• **Required work**
Count the lines in the listing below that contain the string "instructor", matching case exactly. Give only the number.

• **Listed records**
>> Begin
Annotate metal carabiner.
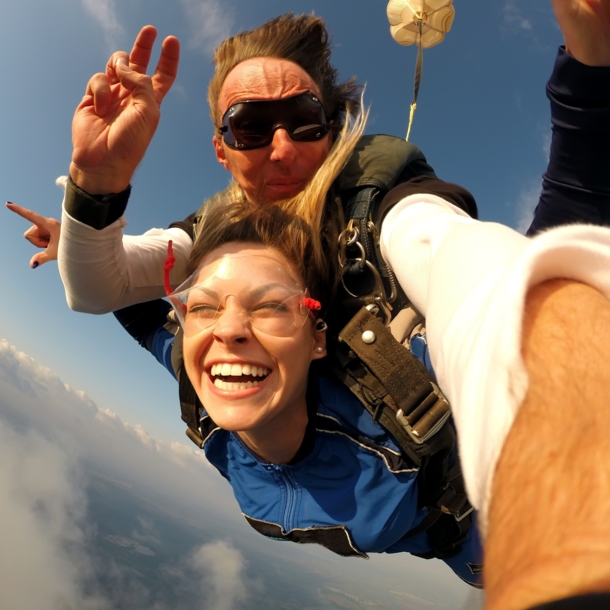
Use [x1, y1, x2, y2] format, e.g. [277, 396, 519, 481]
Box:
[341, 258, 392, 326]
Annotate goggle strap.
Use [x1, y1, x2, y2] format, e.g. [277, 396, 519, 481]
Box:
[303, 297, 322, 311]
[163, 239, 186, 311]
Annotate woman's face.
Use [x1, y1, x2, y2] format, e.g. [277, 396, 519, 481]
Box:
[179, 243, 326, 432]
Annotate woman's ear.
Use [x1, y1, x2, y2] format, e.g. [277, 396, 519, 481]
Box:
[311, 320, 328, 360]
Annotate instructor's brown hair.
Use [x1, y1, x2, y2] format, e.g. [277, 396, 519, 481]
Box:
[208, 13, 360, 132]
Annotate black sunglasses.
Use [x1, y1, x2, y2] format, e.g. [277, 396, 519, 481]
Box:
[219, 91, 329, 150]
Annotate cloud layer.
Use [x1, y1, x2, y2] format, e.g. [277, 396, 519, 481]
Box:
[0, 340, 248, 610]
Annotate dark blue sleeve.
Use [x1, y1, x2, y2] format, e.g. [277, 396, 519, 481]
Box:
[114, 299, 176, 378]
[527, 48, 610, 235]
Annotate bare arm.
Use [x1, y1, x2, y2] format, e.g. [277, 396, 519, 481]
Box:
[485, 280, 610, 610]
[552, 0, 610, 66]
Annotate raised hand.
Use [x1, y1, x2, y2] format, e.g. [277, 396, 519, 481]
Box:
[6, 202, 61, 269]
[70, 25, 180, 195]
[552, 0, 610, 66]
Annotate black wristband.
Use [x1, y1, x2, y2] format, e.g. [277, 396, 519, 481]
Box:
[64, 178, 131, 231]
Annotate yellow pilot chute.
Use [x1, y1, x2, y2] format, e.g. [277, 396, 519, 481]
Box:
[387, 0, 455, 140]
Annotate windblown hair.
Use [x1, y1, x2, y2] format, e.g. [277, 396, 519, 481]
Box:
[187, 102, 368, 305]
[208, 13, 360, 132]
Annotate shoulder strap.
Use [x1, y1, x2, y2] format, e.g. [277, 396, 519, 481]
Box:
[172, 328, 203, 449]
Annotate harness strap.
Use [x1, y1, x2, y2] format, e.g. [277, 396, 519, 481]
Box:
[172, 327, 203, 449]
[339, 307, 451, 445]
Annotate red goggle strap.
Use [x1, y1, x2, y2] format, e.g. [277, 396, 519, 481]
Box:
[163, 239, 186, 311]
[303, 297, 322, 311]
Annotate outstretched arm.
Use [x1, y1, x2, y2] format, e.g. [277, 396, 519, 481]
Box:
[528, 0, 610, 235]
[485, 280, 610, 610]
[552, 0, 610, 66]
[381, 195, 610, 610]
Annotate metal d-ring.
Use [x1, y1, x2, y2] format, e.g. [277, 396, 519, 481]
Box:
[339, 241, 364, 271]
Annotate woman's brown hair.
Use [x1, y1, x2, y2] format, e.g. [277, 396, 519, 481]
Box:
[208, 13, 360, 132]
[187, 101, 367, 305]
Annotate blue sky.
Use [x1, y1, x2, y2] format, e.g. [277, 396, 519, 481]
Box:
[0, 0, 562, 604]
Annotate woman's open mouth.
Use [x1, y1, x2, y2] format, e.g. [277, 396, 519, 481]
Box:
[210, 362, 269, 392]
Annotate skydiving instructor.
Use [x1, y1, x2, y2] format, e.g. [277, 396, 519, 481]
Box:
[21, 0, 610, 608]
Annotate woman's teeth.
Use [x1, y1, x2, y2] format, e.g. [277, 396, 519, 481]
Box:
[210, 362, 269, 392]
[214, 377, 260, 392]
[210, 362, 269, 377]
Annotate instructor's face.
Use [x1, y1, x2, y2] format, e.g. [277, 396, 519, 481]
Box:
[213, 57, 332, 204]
>> End
>> Begin
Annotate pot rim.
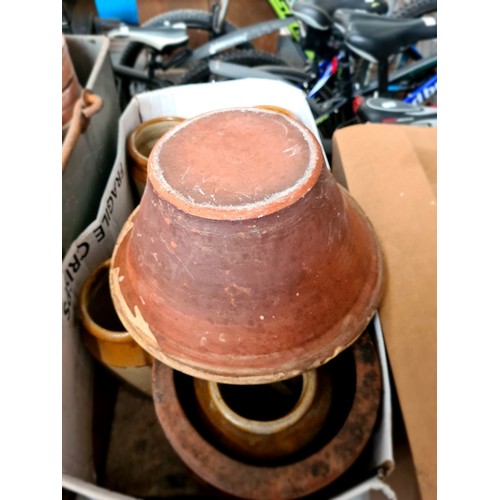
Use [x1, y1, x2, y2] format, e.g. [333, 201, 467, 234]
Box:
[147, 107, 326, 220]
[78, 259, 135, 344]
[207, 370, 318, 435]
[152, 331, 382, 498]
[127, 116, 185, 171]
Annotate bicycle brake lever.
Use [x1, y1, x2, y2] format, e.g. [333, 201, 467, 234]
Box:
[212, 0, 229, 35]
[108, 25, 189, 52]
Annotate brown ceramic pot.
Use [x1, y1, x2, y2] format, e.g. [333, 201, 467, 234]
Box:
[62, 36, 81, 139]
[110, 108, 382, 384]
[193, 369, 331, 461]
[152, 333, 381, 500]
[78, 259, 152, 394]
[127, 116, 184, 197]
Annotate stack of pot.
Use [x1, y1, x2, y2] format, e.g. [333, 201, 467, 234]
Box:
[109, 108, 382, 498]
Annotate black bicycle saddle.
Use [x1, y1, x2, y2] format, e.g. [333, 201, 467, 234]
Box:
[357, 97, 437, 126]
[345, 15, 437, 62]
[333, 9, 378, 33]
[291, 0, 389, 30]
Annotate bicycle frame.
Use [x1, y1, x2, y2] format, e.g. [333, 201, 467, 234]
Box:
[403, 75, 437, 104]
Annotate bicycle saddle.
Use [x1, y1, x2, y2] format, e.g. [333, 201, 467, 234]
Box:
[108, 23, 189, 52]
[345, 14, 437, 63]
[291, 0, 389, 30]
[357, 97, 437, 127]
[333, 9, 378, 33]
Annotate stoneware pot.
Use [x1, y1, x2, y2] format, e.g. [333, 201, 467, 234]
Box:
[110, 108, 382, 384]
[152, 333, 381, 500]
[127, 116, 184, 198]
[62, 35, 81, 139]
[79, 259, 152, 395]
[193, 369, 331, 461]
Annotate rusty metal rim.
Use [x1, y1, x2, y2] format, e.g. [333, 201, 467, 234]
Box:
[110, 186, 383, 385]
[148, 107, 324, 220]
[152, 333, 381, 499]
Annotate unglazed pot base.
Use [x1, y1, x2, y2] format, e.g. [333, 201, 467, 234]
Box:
>> End
>> Begin
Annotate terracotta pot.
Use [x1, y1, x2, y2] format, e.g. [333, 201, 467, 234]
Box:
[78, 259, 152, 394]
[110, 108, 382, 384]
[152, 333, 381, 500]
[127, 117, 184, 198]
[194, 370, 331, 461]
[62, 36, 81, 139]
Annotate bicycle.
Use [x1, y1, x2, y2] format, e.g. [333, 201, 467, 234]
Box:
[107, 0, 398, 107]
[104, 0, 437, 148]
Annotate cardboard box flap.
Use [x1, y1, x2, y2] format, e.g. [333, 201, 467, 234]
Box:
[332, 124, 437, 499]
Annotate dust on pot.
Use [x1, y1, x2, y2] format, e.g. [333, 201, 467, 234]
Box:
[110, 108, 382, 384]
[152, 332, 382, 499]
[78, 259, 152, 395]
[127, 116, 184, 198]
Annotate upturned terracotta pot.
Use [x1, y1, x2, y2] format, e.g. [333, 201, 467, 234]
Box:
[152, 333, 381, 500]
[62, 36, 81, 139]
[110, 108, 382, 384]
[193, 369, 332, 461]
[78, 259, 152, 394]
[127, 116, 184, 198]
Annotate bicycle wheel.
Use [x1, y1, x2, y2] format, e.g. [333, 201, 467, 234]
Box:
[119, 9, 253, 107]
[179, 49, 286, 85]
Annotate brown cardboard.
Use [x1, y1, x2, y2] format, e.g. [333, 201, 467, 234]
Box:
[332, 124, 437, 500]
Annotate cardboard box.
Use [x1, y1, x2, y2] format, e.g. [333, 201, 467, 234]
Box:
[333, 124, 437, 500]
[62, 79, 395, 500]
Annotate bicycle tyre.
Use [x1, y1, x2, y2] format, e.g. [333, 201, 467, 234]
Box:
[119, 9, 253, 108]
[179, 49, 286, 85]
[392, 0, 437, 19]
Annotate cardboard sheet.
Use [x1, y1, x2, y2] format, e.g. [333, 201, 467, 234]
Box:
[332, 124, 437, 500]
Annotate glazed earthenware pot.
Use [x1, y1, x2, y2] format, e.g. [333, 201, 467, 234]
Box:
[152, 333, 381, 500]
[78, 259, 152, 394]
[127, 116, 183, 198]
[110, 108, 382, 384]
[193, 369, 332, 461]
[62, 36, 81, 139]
>> End
• **Answer below**
3